DATA LISTING Block Start
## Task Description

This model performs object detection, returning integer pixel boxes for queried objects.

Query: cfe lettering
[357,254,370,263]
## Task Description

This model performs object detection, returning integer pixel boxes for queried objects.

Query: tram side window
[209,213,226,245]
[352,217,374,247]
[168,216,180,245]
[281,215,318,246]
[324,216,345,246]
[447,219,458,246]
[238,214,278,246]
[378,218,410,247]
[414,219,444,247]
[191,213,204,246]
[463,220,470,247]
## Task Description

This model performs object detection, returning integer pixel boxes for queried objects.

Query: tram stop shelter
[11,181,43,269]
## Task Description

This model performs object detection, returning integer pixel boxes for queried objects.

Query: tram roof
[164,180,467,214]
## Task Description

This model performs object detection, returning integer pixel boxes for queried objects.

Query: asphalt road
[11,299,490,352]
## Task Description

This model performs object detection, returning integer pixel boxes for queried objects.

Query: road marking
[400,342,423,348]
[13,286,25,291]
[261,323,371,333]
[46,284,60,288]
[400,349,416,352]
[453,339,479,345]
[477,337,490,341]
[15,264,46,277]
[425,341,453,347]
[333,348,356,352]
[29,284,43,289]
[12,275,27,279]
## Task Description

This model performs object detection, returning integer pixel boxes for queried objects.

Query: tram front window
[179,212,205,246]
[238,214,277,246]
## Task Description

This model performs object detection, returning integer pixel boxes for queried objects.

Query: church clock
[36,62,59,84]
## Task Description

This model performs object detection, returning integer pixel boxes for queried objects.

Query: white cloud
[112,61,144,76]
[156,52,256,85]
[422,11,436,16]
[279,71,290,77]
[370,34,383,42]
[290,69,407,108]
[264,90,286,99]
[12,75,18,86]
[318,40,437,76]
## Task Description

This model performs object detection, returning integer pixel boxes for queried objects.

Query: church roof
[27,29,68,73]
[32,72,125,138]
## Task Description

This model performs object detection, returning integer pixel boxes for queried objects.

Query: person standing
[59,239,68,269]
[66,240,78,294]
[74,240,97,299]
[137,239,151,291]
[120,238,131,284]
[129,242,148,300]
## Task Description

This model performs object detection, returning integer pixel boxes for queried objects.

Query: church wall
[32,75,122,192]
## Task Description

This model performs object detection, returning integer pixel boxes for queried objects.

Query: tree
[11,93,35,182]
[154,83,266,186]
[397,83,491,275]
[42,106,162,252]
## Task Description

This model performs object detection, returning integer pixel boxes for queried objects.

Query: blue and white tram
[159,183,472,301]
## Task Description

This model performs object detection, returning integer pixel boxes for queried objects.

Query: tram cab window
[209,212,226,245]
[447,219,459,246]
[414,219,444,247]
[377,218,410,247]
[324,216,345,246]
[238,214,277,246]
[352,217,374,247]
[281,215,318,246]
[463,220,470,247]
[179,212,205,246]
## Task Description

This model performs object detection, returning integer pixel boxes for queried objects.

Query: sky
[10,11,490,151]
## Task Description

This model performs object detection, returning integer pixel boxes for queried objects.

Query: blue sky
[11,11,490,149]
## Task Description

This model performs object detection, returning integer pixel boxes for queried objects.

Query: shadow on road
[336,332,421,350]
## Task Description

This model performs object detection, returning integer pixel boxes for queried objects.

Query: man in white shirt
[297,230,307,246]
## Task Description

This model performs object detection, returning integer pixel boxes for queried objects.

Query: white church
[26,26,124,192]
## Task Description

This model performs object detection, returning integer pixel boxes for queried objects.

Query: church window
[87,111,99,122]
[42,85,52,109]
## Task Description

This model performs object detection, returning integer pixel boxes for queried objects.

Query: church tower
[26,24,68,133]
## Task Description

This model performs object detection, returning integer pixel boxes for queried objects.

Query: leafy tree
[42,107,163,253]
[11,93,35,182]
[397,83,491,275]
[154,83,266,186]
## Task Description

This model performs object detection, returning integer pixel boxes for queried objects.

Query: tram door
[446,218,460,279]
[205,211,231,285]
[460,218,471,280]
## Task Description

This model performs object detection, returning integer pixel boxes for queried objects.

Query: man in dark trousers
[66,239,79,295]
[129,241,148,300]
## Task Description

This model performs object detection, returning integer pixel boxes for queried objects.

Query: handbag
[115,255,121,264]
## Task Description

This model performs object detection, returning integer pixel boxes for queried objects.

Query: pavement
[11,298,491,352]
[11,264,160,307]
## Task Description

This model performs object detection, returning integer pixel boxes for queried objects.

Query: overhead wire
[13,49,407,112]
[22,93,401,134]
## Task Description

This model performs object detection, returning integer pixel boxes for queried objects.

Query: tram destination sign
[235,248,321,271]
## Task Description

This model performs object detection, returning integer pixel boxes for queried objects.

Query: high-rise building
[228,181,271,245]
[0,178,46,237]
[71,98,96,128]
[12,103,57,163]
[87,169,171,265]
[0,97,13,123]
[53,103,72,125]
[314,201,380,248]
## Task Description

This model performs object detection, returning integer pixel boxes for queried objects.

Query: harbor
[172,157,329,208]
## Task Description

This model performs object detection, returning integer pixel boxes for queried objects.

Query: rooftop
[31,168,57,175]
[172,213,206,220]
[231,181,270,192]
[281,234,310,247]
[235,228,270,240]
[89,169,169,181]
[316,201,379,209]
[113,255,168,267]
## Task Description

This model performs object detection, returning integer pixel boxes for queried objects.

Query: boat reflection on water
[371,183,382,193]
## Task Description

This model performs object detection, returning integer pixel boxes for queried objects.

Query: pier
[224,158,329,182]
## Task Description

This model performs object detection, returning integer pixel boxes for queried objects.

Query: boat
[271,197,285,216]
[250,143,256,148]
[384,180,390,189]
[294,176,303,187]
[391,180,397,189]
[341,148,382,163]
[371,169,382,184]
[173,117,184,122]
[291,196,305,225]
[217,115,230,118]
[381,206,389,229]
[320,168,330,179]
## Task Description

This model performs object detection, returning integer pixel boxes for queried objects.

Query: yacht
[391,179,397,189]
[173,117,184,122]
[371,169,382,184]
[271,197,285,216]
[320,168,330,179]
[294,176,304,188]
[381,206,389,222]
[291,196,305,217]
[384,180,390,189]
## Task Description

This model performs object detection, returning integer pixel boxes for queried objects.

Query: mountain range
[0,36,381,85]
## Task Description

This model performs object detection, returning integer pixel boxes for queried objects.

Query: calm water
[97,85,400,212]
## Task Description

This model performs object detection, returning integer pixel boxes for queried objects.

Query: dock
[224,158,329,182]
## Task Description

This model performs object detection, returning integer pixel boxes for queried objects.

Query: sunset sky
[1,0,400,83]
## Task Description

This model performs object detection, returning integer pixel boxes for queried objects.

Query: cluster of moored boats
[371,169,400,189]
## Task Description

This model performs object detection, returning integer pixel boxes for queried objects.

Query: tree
DATA LISTING Block End
→ TASK ITEM:
Give the data again. Keep every line identical.

→ RESULT OF THE EXERCISE:
## Task Description

This model performs object detection, returning integer pixel boxes for queried objects.

Query: cfe lettering
[357,254,370,263]
## Task Description

This model performs object detection, returning integer pixel boxes for queried objects.

Query: tram side window
[209,213,226,245]
[352,217,374,247]
[168,216,180,245]
[281,215,318,246]
[324,216,345,246]
[447,219,458,246]
[238,214,278,246]
[378,218,410,247]
[414,219,444,247]
[191,213,204,246]
[463,220,470,247]
## Task Description

This model performs object detection, returning integer pixel boxes for queried objects.

Query: tram stop shelter
[11,181,43,269]
## Task Description

This model performs object detection, returning integer pixel boxes for queried objects.

Query: tram roof
[164,180,467,214]
## Task Description

This model performs object detection, returning integer pixel boxes for queried objects.

Query: asphalt road
[11,299,490,352]
## Task Description

This model performs object detection, returning integer pixel boxes for queried objects.

Query: road marking
[400,342,423,348]
[13,286,25,291]
[261,323,371,333]
[46,284,60,288]
[400,349,416,352]
[453,339,479,345]
[477,337,490,341]
[15,264,46,277]
[425,341,453,347]
[333,348,356,352]
[29,284,43,289]
[12,275,27,279]
## Task Description

This model performs object detection, returning integer pixel boxes for queried objects.

Query: tram front window
[179,212,205,246]
[238,214,277,246]
## Task Description

This model performs object detection, returning integer pixel boxes for queried objects.

Query: church clock
[36,62,59,84]
## Task Description

This model performs object detection, returning integer pixel boxes for queried objects.

Query: white cloud
[112,61,144,76]
[156,52,256,85]
[422,11,436,16]
[279,71,290,77]
[370,34,383,42]
[290,69,407,108]
[264,90,286,99]
[12,75,18,86]
[318,40,437,76]
## Task Description

This model performs object detection, returning integer pixel boxes for queried objects.

Query: church roof
[27,29,68,73]
[32,72,125,138]
## Task Description

This model performs object detection, returning integer pixel boxes for queried objects.

Query: person standing
[59,239,68,269]
[66,240,78,294]
[74,240,97,299]
[137,239,151,291]
[120,238,131,284]
[129,242,148,300]
## Task Description

This model performs object detection, returning integer pixel boxes for queried objects.

Query: church wall
[32,75,122,192]
## Task Description

This model performs object detection, returning integer pixel boxes for queried objects.

Query: tree
[11,93,35,182]
[154,83,266,186]
[397,83,491,275]
[42,106,162,252]
## Task Description

This model performs object detection, returning integer pixel boxes for queried objects.

Query: blue and white tram
[159,183,472,301]
## Task Description

This model performs object detection, returning integer pixel boxes for queried objects.

Query: tram cab window
[209,212,226,245]
[447,219,459,246]
[414,219,444,247]
[377,218,410,247]
[324,216,345,246]
[238,214,277,246]
[352,217,374,247]
[281,215,318,246]
[463,220,470,247]
[179,212,205,246]
## Task Description

This model performs object detection, returning integer pixel boxes for queried objects.

Query: sky
[10,11,490,151]
## Task Description

This model performs object detection, returning integer pixel boxes for queried objects.

Query: blue sky
[11,11,490,149]
## Task Description

This model performs object detection, returning integer pixel boxes for queried objects.

Query: shadow on road
[336,332,421,350]
## Task Description

This model performs object detection, returning integer pixel boxes for queried objects.

Query: man in white shirt
[297,230,307,246]
## Task Description

This model performs object detection, returning integer pixel boxes for queried objects.

Query: white church
[26,26,124,192]
## Task Description

This model performs object detection, returning integer pixel boxes for queried objects.

Query: church window
[87,111,99,122]
[42,85,52,109]
## Task Description

This model performs object detection, returning integer pixel boxes for queried objects.

Query: church tower
[26,24,68,133]
## Task Description

This model performs object detection, returning integer pixel boxes for queried objects.

Query: leafy tree
[42,107,163,253]
[11,93,35,182]
[397,83,491,275]
[154,83,266,186]
## Task Description

This model performs object detection, returning integer pixel boxes for queried objects.

Query: tram door
[446,218,460,279]
[205,211,231,285]
[460,218,471,280]
## Task Description

This model performs object detection, returning integer pixel boxes for queried objects.

Query: man in dark trousers
[66,239,79,295]
[129,241,148,300]
## Task Description

This model performs object detection, returning integer pixel boxes for queried objects.

Query: handbag
[115,255,121,264]
## Task Description

This model performs object detection, returning integer pixel boxes for queried objects.

Query: pavement
[11,298,491,352]
[11,264,160,307]
## Task Description

This model performs object detection, returning integer pixel boxes for queried objects.

Query: overhead wire
[13,49,407,112]
[22,93,401,134]
## Task Description

This model performs object detection, returning integer pixel boxes for queried objects.

Query: tram destination sign
[235,248,321,271]
## Task Description

This model performs object detection, returning integer pixel boxes for queried objects.

Query: high-rise building
[228,181,271,245]
[0,178,46,237]
[71,98,96,128]
[12,103,57,163]
[87,169,171,265]
[0,97,13,123]
[53,103,72,125]
[314,201,380,248]
## Task Description

This model performs object detection, returning integer pixel boxes for queried objects.

Query: harbor
[172,157,329,208]
## Task Description

This model performs object detection, returning integer pixel boxes for queried objects.

Query: rooftop
[31,168,57,175]
[172,213,206,220]
[231,181,270,192]
[281,234,310,247]
[235,228,270,240]
[89,169,169,181]
[316,201,379,209]
[113,255,168,267]
## Task Description

This model performs object detection, returning integer pixel boxes for queried objects.

Query: boat reflection on water
[371,183,382,193]
## Task Description

This model performs object detection, returning integer pixel boxes for queried objects.

Query: pier
[224,158,329,182]
## Task Description

This model performs object detection, returning integer pixel boxes for queried objects.

Query: boat
[271,197,285,216]
[250,143,256,148]
[384,180,390,189]
[294,176,303,187]
[391,180,397,189]
[341,148,382,163]
[371,169,382,184]
[173,117,184,122]
[291,196,305,225]
[217,115,230,118]
[381,206,389,229]
[320,168,330,179]
## Task Description

This model performs object detection, returning integer pixel boxes for queried objects.

Query: yacht
[391,179,397,189]
[173,117,184,122]
[371,169,382,184]
[271,197,285,216]
[320,168,330,179]
[294,176,304,188]
[381,206,389,222]
[291,196,305,217]
[384,180,390,189]
## Task Description

This model performs object detection, returning integer pixel boxes for queried objects.

Query: mountain range
[0,36,381,85]
## Task Description

This model performs object detection, returning integer pixel boxes for queried objects.

Query: calm water
[97,85,400,212]
## Task Description

This model performs object detection, returning integer pixel boxes for queried objects.

Query: dock
[224,158,329,182]
## Task Description

This model performs object detection, returning integer pixel boxes for queried objects.

Query: sunset sky
[1,0,400,83]
## Task Description

This model performs object detection, returning integer pixel boxes for queried objects.

Query: cluster of moored boats
[371,169,400,189]
## Task Description

This model performs object detection, returning integer pixel boxes for queried objects.

Query: tree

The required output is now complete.